## [Yönerge 1]
Aşağıdaki seçilen bölümü hiçbir harfini değiştirmeden baştan sona yeniden yazın.

## [Seçilen bölüm]
>>>

Yeri gelmişken, kapitalist düzenin kuralsızlığı dayattığı extraktivizm döneminde bilimsel ve toplumsal gerçeklere aykırı biçimde rant yaratmaya başvurduğunun son örneğini de vermek isterim. Yanılmıyorsam 15 Temmuz 2023’te TBMM’den geçen torba yasayla zeytincilik yasasının koruyucu hükmü ortadan kaldırılmıştı. Hemen ardından da Dikmece bölgesindeki zeytin bahçelerinin sökülmesi saldırısı başlatılmıştı. Bunun en son örneği bir ay önce Ballıöz’de gerçekleştirildi. Geçen hafta Dikmece köylülerine zeytin bahçelerinin kamulaştırılması için verilen paraların iade edilmesine dair gönderilen yazıda “fay hattı geçtiği için konut yapımından vazgeçildiği” gerekçe gösterilmiştir. Deprembilimciler sıvılaşmanın yoğun olduğu yerlerde ve fay hattının geçtiği alanlarda yapılaşmaya izin verilmemesi, zeminin oturması için 2 yılın geçmesi gerektiğini defalarca vurgulamışlardı. Ayrıca Antakya için bilimsel veriler ışığında bölge koruma ve imar planları yapılmadan yapılaşmaya gidilmemesi gerektiğini mimar ve mühendisler hep dile getirmişlerdi. Yanlış hesabın Bağdat’tan değil, sürekli halkın emeğinden döndüğü bu düzenin değiştirilmesi elzemdir.

<<<

## [Verilen malzeme]
>>>

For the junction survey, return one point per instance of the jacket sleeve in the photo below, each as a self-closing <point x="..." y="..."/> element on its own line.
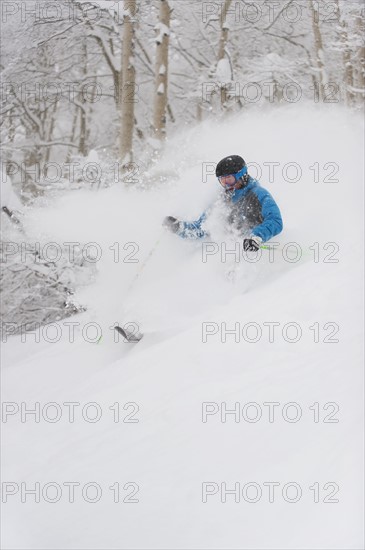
<point x="272" y="223"/>
<point x="193" y="230"/>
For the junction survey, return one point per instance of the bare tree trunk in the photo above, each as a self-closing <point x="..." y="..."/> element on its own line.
<point x="318" y="43"/>
<point x="346" y="55"/>
<point x="127" y="87"/>
<point x="50" y="131"/>
<point x="360" y="22"/>
<point x="161" y="71"/>
<point x="222" y="52"/>
<point x="83" y="130"/>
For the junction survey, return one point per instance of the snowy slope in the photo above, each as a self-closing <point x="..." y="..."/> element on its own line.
<point x="170" y="453"/>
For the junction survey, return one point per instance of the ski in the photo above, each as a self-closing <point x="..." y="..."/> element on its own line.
<point x="130" y="337"/>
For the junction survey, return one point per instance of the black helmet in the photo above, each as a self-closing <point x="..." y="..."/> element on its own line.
<point x="230" y="165"/>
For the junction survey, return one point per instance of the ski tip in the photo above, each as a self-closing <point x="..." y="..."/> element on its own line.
<point x="130" y="337"/>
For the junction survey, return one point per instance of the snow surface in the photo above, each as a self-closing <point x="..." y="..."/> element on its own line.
<point x="170" y="452"/>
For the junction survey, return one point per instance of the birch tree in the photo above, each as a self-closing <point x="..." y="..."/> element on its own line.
<point x="161" y="70"/>
<point x="318" y="47"/>
<point x="127" y="86"/>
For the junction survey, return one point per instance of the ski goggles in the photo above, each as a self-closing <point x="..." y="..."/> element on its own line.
<point x="231" y="179"/>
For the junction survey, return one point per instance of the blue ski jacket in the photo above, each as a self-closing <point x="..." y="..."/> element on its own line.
<point x="251" y="211"/>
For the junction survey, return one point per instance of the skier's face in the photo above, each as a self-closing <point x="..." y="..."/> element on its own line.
<point x="228" y="182"/>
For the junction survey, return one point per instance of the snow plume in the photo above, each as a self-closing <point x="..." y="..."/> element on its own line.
<point x="193" y="448"/>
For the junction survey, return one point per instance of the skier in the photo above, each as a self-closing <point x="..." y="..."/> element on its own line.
<point x="251" y="209"/>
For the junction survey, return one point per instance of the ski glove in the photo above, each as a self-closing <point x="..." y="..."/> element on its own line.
<point x="253" y="243"/>
<point x="172" y="224"/>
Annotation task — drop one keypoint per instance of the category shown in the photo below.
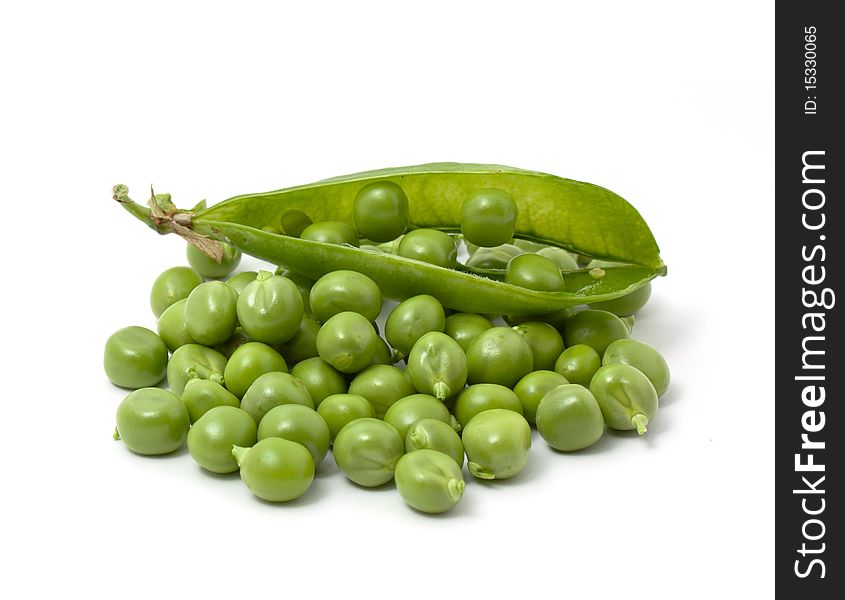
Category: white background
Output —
(670, 104)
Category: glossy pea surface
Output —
(569, 418)
(247, 363)
(152, 421)
(172, 285)
(210, 313)
(497, 443)
(367, 450)
(212, 436)
(299, 424)
(429, 481)
(434, 434)
(135, 357)
(275, 469)
(626, 397)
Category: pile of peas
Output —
(267, 371)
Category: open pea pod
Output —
(580, 217)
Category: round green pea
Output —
(626, 397)
(319, 378)
(465, 327)
(410, 409)
(534, 272)
(380, 211)
(545, 341)
(382, 386)
(152, 421)
(497, 443)
(338, 410)
(477, 398)
(299, 424)
(488, 217)
(331, 232)
(275, 469)
(569, 418)
(429, 481)
(595, 328)
(531, 389)
(578, 364)
(367, 450)
(211, 438)
(135, 357)
(347, 341)
(247, 363)
(435, 435)
(499, 355)
(208, 267)
(643, 357)
(271, 390)
(341, 291)
(270, 309)
(412, 318)
(201, 395)
(430, 246)
(193, 360)
(210, 314)
(171, 286)
(172, 328)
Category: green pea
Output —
(382, 386)
(437, 365)
(497, 443)
(201, 395)
(531, 389)
(347, 341)
(270, 309)
(569, 418)
(211, 438)
(488, 217)
(484, 396)
(626, 397)
(341, 291)
(276, 470)
(643, 357)
(210, 314)
(545, 341)
(578, 364)
(171, 286)
(409, 320)
(595, 328)
(193, 360)
(410, 409)
(429, 481)
(534, 272)
(381, 211)
(431, 246)
(338, 410)
(465, 327)
(248, 363)
(331, 232)
(319, 378)
(152, 421)
(172, 328)
(241, 280)
(435, 435)
(299, 424)
(135, 357)
(274, 389)
(499, 355)
(208, 267)
(367, 450)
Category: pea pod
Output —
(580, 217)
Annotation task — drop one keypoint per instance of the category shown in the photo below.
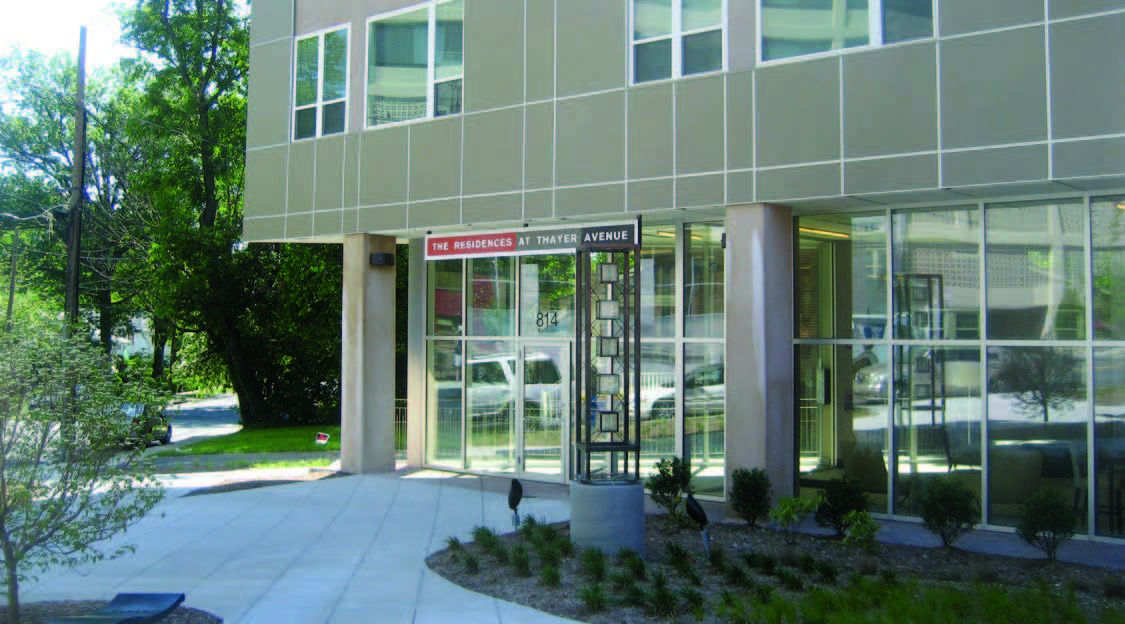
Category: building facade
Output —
(880, 238)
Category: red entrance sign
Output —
(460, 245)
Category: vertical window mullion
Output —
(431, 62)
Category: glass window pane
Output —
(305, 124)
(335, 65)
(333, 118)
(1035, 263)
(704, 410)
(446, 289)
(492, 297)
(657, 404)
(491, 389)
(843, 399)
(653, 61)
(703, 52)
(907, 19)
(547, 296)
(798, 27)
(1109, 441)
(658, 281)
(1037, 425)
(448, 48)
(307, 63)
(447, 98)
(651, 18)
(842, 277)
(937, 419)
(1107, 225)
(937, 273)
(397, 54)
(701, 14)
(704, 281)
(444, 390)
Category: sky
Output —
(52, 26)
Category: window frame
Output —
(431, 74)
(320, 104)
(875, 35)
(676, 35)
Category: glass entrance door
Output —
(546, 410)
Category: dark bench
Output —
(129, 608)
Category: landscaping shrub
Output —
(862, 530)
(750, 494)
(593, 598)
(669, 485)
(1046, 520)
(840, 496)
(948, 508)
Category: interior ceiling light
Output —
(824, 233)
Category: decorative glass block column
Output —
(608, 372)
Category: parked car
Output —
(147, 423)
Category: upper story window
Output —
(802, 27)
(321, 93)
(414, 63)
(673, 38)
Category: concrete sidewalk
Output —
(352, 550)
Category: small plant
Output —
(750, 494)
(790, 580)
(593, 598)
(1046, 521)
(485, 537)
(840, 496)
(827, 571)
(550, 576)
(521, 561)
(669, 485)
(791, 512)
(948, 509)
(593, 563)
(862, 530)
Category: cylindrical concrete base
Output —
(609, 516)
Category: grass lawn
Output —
(287, 440)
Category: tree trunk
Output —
(9, 561)
(251, 400)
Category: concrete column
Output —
(416, 355)
(761, 416)
(367, 401)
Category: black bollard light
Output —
(695, 512)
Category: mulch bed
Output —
(1096, 588)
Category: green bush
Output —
(862, 530)
(669, 485)
(840, 496)
(948, 508)
(1046, 520)
(750, 494)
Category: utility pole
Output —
(78, 189)
(11, 283)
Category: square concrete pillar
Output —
(367, 432)
(761, 415)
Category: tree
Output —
(65, 480)
(1041, 378)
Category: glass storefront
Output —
(990, 349)
(501, 346)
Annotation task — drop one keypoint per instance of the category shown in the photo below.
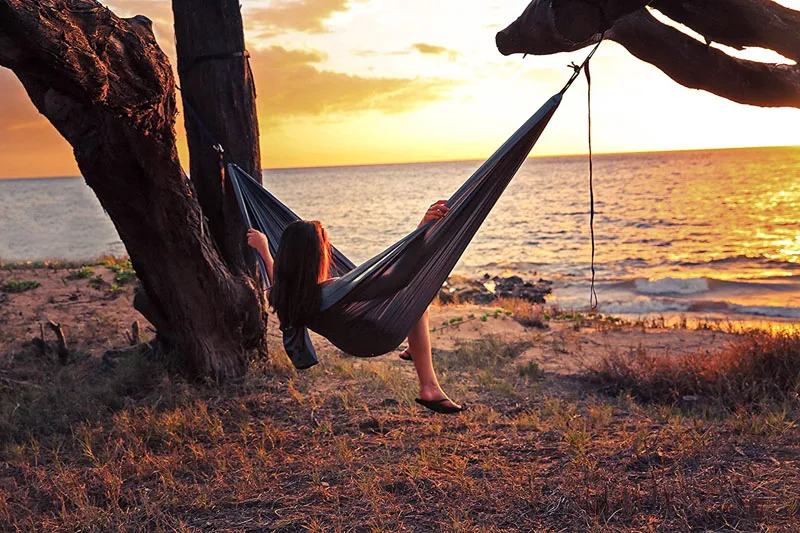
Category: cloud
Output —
(29, 144)
(158, 11)
(307, 16)
(290, 84)
(430, 49)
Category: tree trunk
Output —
(551, 26)
(107, 87)
(216, 83)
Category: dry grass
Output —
(757, 367)
(86, 448)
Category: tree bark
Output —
(551, 26)
(217, 83)
(107, 87)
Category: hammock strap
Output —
(592, 292)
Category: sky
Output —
(343, 82)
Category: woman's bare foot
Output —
(434, 398)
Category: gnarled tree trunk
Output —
(107, 87)
(550, 26)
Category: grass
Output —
(84, 272)
(86, 447)
(15, 286)
(758, 366)
(123, 271)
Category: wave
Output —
(743, 259)
(641, 306)
(674, 286)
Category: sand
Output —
(97, 316)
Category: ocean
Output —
(704, 234)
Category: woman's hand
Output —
(257, 240)
(435, 212)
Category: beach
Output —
(548, 441)
(708, 234)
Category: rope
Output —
(576, 72)
(210, 57)
(592, 292)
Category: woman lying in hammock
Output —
(300, 270)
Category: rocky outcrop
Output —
(488, 289)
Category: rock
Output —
(458, 289)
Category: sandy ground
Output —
(96, 317)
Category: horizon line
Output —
(433, 161)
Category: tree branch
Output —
(739, 23)
(698, 66)
(551, 26)
(108, 88)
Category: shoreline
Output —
(480, 288)
(563, 409)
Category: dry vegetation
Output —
(91, 447)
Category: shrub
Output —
(85, 272)
(15, 286)
(757, 367)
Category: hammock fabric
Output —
(370, 309)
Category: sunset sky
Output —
(381, 81)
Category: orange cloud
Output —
(29, 144)
(289, 83)
(430, 49)
(302, 15)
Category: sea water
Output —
(701, 233)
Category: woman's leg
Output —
(419, 346)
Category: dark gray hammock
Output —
(370, 309)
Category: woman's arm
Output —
(435, 212)
(258, 240)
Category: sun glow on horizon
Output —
(374, 82)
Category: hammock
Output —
(370, 309)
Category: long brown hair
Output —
(301, 265)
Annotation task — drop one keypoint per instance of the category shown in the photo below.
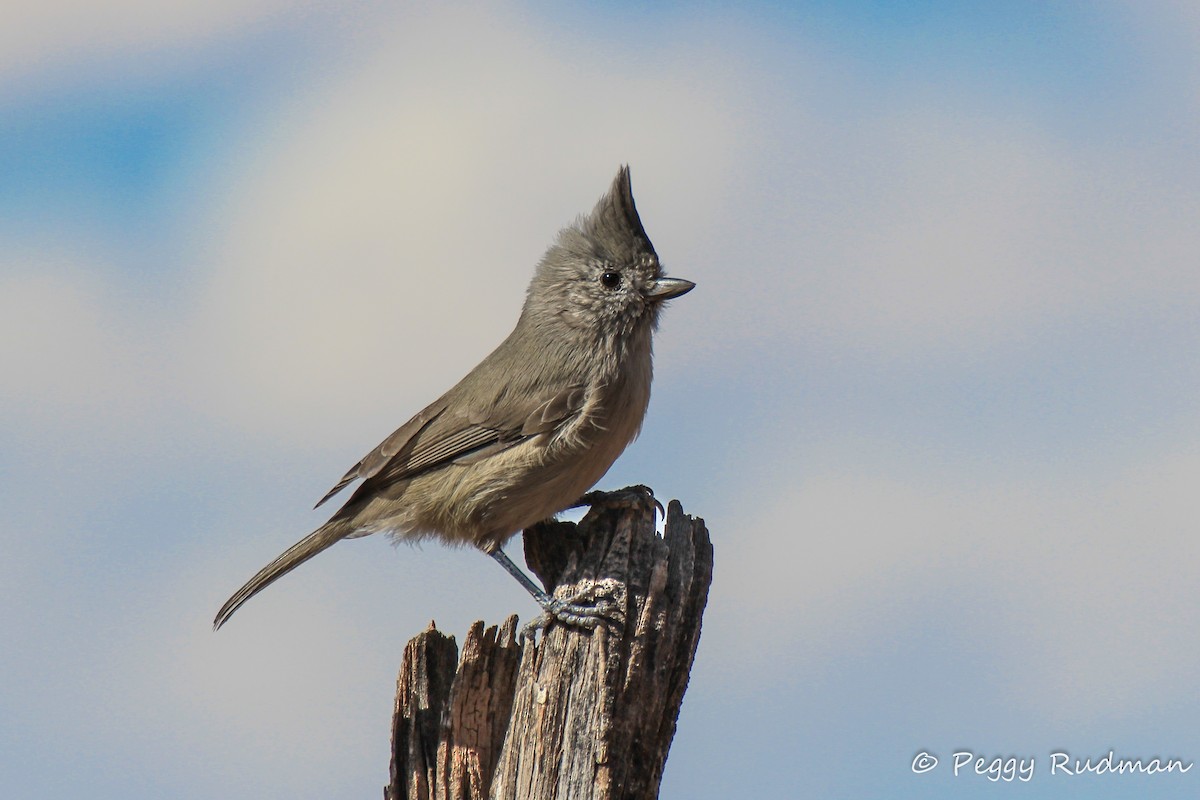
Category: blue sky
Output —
(934, 392)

<<<

## [Yönerge 2]
Yukarıdaki listede "glass" dizisini içeren satırları bulun ve bunların her birini tam olarak aktarın.

## [Doğru yanıt 1]
Yeri gelmişken, kapitalist düzenin kuralsızlığı dayattığı extraktivizm döneminde bilimsel ve toplumsal gerçeklere aykırı biçimde rant yaratmaya başvurduğunun son örneğini de vermek isterim. Yanılmıyorsam 15 Temmuz 2023’te TBMM’den geçen torba yasayla zeytincilik yasasının koruyucu hükmü ortadan kaldırılmıştı. Hemen ardından da Dikmece bölgesindeki zeytin bahçelerinin sökülmesi saldırısı başlatılmıştı. Bunun en son örneği bir ay önce Ballıöz’de gerçekleştirildi. Geçen hafta Dikmece köylülerine zeytin bahçelerinin kamulaştırılması için verilen paraların iade edilmesine dair gönderilen yazıda “fay hattı geçtiği için konut yapımından vazgeçildiği” gerekçe gösterilmiştir. Deprembilimciler sıvılaşmanın yoğun olduğu yerlerde ve fay hattının geçtiği alanlarda yapılaşmaya izin verilmemesi, zeminin oturması için 2 yılın geçmesi gerektiğini defalarca vurgulamışlardı. Ayrıca Antakya için bilimsel veriler ışığında bölge koruma ve imar planları yapılmadan yapılaşmaya gidilmemesi gerektiğini mimar ve mühendisler hep dile getirmişlerdi. Yanlış hesabın Bağdat’tan değil, sürekli halkın emeğinden döndüğü bu düzenin değiştirilmesi elzemdir.

## [Doğru yanıt 2]
Category: glass window pane
Category: glass entrance door
Category: decorative glass block column
Category: glass storefront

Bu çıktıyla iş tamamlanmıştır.